REQUIREMENT: Reproduce all of the data below word for word, and leave the pictures out of your copy.

[Items stored from a collection]
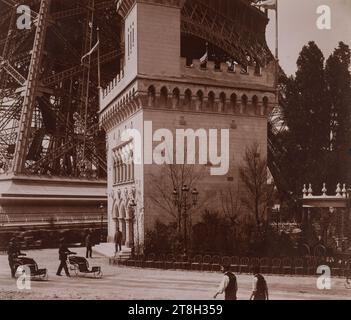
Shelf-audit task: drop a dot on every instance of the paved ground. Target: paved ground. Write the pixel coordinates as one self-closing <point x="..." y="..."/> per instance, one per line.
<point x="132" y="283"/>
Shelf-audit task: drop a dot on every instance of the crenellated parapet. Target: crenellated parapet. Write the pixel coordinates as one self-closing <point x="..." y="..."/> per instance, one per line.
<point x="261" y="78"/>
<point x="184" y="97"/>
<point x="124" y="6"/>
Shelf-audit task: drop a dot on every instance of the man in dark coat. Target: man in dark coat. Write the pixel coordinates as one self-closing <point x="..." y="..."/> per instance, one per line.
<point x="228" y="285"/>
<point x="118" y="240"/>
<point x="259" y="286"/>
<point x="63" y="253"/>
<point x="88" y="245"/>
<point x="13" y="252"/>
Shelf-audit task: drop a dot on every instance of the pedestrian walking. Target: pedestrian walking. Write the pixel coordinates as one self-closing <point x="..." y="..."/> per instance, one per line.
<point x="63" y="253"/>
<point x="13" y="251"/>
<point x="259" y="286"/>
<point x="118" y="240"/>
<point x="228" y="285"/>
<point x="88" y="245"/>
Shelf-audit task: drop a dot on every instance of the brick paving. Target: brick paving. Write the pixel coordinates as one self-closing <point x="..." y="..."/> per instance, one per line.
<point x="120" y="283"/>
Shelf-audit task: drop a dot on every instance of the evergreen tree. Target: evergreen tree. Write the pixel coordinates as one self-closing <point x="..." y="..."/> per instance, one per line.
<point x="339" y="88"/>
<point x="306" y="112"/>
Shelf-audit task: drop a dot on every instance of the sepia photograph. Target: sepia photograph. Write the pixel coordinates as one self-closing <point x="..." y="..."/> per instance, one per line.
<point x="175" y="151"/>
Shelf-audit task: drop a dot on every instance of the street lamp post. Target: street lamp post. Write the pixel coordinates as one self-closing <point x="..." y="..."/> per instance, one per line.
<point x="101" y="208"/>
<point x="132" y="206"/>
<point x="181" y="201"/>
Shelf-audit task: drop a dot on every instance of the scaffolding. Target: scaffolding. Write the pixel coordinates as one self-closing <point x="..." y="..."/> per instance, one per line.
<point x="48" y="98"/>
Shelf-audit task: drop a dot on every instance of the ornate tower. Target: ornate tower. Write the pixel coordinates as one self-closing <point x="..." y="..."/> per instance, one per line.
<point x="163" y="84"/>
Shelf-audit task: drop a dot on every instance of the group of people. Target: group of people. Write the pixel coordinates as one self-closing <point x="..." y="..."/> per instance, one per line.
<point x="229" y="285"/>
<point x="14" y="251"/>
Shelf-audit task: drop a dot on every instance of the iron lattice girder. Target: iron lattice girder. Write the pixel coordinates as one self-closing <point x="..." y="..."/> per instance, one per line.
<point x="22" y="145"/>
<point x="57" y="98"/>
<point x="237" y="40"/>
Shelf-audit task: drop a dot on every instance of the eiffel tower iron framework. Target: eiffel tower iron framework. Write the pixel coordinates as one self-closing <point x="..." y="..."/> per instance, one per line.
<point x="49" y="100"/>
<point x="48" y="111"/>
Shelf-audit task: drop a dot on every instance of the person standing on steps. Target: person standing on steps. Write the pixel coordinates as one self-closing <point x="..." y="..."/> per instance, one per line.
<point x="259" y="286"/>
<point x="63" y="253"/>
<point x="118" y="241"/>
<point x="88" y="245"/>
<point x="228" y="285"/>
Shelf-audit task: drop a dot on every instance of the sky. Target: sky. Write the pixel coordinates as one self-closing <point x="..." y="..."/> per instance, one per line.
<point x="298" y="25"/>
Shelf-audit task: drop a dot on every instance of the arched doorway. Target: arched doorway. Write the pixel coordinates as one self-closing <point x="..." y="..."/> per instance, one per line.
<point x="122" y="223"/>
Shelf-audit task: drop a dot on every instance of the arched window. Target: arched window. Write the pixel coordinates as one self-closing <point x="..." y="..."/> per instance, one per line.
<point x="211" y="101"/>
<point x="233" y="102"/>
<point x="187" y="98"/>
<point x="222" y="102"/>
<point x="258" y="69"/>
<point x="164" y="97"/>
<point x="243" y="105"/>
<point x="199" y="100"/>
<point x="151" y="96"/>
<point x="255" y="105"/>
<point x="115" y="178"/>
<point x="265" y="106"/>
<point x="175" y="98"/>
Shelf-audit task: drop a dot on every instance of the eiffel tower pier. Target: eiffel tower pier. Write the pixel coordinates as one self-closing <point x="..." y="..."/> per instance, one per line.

RESULT OF THE TASK:
Shelf-audit task: drop a dot on every instance of the paved ground. Target: paved ground. Write the pixel coordinates as one self-closing <point x="..." y="..."/> per instance, one per line.
<point x="132" y="283"/>
Shelf-audit task: drop a dot on every instance of the crenellated parapet. Target: crenellated parapet. Write the pixel coordinates as one self-closing <point x="..." y="..."/> per instance, one per line.
<point x="261" y="78"/>
<point x="184" y="97"/>
<point x="124" y="6"/>
Shelf-audit task: drop a dot on every instance of the man in dark coat. Target: man in dark coat. Write the pixel coordinates as one self-closing <point x="..." y="..."/> per instance, one per line.
<point x="228" y="285"/>
<point x="118" y="240"/>
<point x="259" y="286"/>
<point x="63" y="253"/>
<point x="88" y="245"/>
<point x="13" y="252"/>
Shelf-audit task: drop a dot on every instance of the pedestrian walking. Target: pedestrian walking. Write the pixel coordinates as one self-closing <point x="..." y="..."/> per instance, one per line.
<point x="63" y="253"/>
<point x="13" y="251"/>
<point x="259" y="286"/>
<point x="118" y="240"/>
<point x="228" y="285"/>
<point x="88" y="245"/>
Shelf-audit task: drop a dot on every instance of the brick paving. Target: brick paving. Write the pixel coordinates as one self-closing <point x="..." y="..."/> per instance, one per line.
<point x="120" y="283"/>
Shelf-audit task: drop a dot on every instance of the evergreen tree. Target: evergreen tree. Write the pixel coordinates as one self-closing <point x="..." y="..."/> per instance, one per line.
<point x="339" y="88"/>
<point x="306" y="112"/>
Shelf-audit task: drop a dot on every instance of the sepia photograph. Target: sepia photograph. Write the pixel coordinates as one self-closing <point x="..." y="..."/> per instance, one per line.
<point x="175" y="151"/>
Shelf-audit task: drop a dot on every instance of the street lamp post. Target: street lamp post. Write the pixel coordinates as one self-closing <point x="..." y="..."/> per instance, one per line.
<point x="101" y="208"/>
<point x="132" y="206"/>
<point x="181" y="201"/>
Shelf-audit task: drop a dot on every instance of the scaffolding. Target: scaffolding. Write the pixel coordinates as one self-closing <point x="..." y="..."/> per instance, one per line.
<point x="48" y="98"/>
Shelf-audit task: drop a dot on every instance of the ornate tower. Target: ornate tower. Write the pixel coordinates as one self-closing <point x="..." y="..."/> per instance, one per line.
<point x="163" y="84"/>
Shelf-audit task: drop a dot on every instance of the group of people. Target: group of people. Write the pixel coordinates as one self-closing <point x="..." y="..."/> per instance, one per line.
<point x="229" y="285"/>
<point x="14" y="251"/>
Shelf-audit task: drop a dot on every instance of the iron lattice girder. Target: iron lattice girder. Write the pixel coordinates as one self-closing <point x="..." y="..."/> per instance, one per line.
<point x="22" y="145"/>
<point x="57" y="98"/>
<point x="237" y="40"/>
Shelf-audit task: drop a dot on every instance of the eiffel tower iron framework. Target: eiffel tower iron framework. Write the pixel coordinates as one self-closing <point x="..." y="..."/> per instance, one per line.
<point x="49" y="100"/>
<point x="48" y="111"/>
Shelf-audit task: drop a dot on every instance of the person standing on steps. Target: person standing on steps. Write the pixel coordinates as one self-closing <point x="..." y="..."/> per instance, one per line.
<point x="259" y="286"/>
<point x="63" y="253"/>
<point x="118" y="241"/>
<point x="88" y="245"/>
<point x="228" y="285"/>
Shelf-audit task: drop a dot on every instance of the sky. Target: sky. Write the pixel coordinates as one self-closing <point x="..." y="..."/> per instance, one per line.
<point x="298" y="25"/>
Shelf-audit task: drop a dot on every instance of the arched doorway. Target: arched doorway. Write the pixel coordinates as one self-closing <point x="..." y="..."/> per instance, one per line.
<point x="122" y="223"/>
Shelf-audit task: drop a dot on every instance of the arched window. Target: arched window. Write the pixel coordinates as one self-closing <point x="..." y="..."/> per instance, one per line.
<point x="211" y="101"/>
<point x="233" y="102"/>
<point x="187" y="98"/>
<point x="222" y="102"/>
<point x="258" y="69"/>
<point x="164" y="97"/>
<point x="243" y="105"/>
<point x="199" y="100"/>
<point x="151" y="96"/>
<point x="255" y="105"/>
<point x="115" y="178"/>
<point x="265" y="106"/>
<point x="175" y="98"/>
Shelf-audit task: drop a dot on every instance of the eiffel tower pier. Target: eiffel tower pier. Write the pixel coordinates as one self-closing <point x="..." y="..."/> per instance, one per line.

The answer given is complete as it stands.